EXERCISE: Precisely the lines from the one with "honestly just need someone to tell me where the pumpkin" through the end of the data, both included, must make up the response, each restated word for word.

DATA TO PROCESS:
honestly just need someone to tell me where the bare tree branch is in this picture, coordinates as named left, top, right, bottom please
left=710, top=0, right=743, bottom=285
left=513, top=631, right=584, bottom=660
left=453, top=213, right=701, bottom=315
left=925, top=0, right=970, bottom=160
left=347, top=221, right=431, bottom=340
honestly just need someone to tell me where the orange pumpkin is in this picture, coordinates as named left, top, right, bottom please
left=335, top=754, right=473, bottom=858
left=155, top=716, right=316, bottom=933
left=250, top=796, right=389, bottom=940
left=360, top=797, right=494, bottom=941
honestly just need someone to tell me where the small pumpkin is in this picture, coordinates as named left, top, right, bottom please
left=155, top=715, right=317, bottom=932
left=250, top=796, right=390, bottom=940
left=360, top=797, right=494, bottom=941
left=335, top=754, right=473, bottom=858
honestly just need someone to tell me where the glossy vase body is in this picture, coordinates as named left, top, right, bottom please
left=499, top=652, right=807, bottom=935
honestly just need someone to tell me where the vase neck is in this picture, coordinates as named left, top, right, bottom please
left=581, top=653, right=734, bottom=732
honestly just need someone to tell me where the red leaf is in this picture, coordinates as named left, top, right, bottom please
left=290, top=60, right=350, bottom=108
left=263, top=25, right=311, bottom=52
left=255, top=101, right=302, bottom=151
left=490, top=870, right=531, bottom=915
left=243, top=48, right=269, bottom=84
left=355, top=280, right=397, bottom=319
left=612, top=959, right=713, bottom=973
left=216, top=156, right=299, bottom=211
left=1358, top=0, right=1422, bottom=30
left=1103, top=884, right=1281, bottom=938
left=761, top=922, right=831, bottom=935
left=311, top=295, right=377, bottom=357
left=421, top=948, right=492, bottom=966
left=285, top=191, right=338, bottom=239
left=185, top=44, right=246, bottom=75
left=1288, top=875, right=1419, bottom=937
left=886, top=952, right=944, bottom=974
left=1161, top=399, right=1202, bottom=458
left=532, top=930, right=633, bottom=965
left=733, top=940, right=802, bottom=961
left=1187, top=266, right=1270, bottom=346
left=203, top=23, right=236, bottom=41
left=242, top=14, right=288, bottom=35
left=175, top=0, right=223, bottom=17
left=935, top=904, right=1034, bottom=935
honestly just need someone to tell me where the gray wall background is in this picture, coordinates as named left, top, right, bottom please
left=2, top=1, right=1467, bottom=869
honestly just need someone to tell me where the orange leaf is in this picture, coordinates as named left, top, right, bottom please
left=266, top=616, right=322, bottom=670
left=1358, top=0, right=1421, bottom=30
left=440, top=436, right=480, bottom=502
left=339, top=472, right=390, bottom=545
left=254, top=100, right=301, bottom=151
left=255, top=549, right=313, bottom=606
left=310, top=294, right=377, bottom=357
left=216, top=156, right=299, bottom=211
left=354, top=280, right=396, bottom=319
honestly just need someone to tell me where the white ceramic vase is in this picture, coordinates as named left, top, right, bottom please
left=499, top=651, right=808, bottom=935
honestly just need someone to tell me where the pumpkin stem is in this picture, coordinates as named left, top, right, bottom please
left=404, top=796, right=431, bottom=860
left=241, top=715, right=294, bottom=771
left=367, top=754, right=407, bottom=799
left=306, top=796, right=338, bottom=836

RESPONSE FOR THIS EXERCISE:
honestly just need someone to tell me where the pumpkin stem is in this picture, coordinates as named left, top, right, bottom please
left=404, top=796, right=431, bottom=860
left=241, top=715, right=294, bottom=771
left=367, top=754, right=407, bottom=799
left=306, top=796, right=338, bottom=836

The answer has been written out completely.